* **Referring expression grounding data**:
- Opening Delimiter -
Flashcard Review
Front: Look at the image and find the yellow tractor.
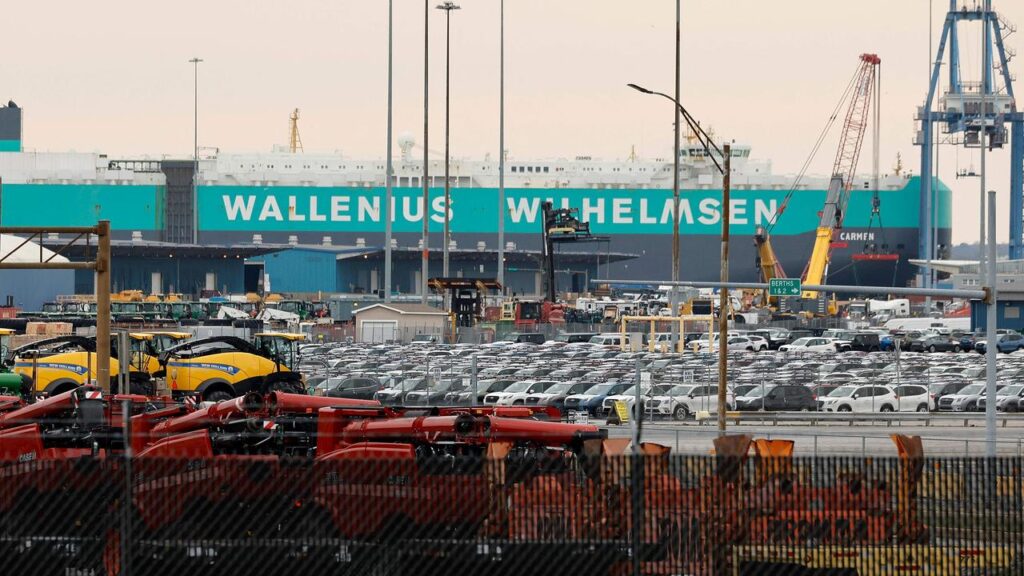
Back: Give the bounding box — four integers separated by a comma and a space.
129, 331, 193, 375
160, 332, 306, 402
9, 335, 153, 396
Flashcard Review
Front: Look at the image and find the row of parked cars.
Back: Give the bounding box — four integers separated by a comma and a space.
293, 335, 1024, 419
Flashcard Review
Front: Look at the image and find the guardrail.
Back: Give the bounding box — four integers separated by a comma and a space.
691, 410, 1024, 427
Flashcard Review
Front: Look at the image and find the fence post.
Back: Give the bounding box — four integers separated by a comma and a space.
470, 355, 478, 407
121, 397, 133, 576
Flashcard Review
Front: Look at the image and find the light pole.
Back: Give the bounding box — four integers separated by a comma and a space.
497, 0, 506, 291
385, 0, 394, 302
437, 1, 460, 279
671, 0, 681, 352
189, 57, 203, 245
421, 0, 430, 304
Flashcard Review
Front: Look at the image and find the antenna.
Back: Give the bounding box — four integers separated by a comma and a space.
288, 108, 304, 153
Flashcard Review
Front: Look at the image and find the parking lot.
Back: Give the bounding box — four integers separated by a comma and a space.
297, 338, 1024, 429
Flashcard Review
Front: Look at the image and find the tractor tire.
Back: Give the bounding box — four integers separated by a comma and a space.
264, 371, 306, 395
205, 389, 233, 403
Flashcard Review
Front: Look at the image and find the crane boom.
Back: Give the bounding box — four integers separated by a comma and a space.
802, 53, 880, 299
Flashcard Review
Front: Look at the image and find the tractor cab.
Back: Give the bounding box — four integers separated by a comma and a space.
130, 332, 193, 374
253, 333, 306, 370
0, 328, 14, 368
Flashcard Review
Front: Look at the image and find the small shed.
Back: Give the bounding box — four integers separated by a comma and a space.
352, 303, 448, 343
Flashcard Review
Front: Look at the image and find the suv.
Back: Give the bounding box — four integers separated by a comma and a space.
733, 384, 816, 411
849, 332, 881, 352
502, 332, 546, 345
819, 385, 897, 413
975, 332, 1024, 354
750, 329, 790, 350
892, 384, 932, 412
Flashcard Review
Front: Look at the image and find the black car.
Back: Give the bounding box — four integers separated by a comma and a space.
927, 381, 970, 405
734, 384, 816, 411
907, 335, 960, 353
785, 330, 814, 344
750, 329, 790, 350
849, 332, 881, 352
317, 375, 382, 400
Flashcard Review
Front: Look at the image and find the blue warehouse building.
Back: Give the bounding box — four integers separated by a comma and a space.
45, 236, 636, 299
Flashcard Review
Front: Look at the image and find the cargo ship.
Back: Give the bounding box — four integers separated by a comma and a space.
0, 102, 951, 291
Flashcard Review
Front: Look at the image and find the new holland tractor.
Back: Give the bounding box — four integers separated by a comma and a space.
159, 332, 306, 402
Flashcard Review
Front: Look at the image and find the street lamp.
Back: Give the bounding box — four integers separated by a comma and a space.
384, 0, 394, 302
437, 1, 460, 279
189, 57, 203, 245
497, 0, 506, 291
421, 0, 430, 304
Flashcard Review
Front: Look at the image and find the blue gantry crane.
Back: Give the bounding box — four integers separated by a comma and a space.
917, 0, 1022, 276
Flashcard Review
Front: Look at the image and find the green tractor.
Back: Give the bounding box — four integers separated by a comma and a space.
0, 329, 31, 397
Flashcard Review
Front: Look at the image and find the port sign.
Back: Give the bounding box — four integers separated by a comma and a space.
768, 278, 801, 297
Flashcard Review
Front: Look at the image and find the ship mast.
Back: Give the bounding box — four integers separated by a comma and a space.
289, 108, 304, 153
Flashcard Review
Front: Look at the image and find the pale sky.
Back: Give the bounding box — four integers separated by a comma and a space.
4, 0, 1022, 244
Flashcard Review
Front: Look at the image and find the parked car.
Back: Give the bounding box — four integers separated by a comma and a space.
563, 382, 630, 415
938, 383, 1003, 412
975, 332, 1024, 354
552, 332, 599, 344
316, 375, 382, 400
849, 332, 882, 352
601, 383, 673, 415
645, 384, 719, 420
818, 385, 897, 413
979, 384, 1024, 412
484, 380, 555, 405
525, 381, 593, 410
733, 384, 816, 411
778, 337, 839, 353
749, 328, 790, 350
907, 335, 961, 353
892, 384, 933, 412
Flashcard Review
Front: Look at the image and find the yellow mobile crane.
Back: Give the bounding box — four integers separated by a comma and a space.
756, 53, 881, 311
- Closing Delimiter -
- Opening Delimiter -
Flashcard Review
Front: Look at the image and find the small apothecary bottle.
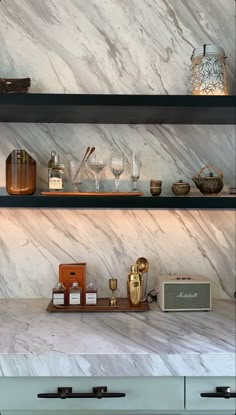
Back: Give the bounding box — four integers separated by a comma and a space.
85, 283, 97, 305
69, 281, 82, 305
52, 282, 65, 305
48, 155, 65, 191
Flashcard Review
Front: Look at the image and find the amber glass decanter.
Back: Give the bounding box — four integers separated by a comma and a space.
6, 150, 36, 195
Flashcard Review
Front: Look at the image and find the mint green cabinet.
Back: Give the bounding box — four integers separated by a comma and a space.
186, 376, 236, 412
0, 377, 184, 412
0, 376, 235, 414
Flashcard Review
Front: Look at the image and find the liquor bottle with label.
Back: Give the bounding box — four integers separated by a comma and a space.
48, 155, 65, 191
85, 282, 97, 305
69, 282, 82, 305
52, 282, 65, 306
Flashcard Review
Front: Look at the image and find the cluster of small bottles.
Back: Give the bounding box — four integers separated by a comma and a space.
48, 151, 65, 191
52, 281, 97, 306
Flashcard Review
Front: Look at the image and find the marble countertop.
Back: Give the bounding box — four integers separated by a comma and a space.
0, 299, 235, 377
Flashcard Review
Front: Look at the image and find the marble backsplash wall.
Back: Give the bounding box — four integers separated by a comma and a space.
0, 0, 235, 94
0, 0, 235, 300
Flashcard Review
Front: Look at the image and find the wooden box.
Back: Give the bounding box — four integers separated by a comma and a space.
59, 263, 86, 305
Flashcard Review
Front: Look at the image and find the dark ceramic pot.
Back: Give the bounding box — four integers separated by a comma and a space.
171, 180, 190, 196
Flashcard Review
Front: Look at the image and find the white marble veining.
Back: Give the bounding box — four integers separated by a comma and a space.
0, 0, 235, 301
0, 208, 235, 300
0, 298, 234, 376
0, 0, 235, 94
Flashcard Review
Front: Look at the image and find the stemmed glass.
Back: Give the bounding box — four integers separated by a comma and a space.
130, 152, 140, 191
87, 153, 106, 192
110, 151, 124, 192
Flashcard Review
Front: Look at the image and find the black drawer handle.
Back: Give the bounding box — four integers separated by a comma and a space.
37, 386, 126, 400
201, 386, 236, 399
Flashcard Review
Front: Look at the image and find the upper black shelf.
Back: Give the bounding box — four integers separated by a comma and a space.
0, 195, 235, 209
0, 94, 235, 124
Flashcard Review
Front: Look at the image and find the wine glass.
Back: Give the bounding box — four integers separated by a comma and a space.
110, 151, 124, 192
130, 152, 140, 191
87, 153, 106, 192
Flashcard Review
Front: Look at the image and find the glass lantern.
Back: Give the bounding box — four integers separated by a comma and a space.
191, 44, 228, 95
- Closing Delimiter -
* **TO DO**:
Take the entries above and copy out all lines with the string "ship".

* **EXERCISE RESULT**:
Front: Look at the image and find the cargo ship.
Front: Look at the image and find the ship mast.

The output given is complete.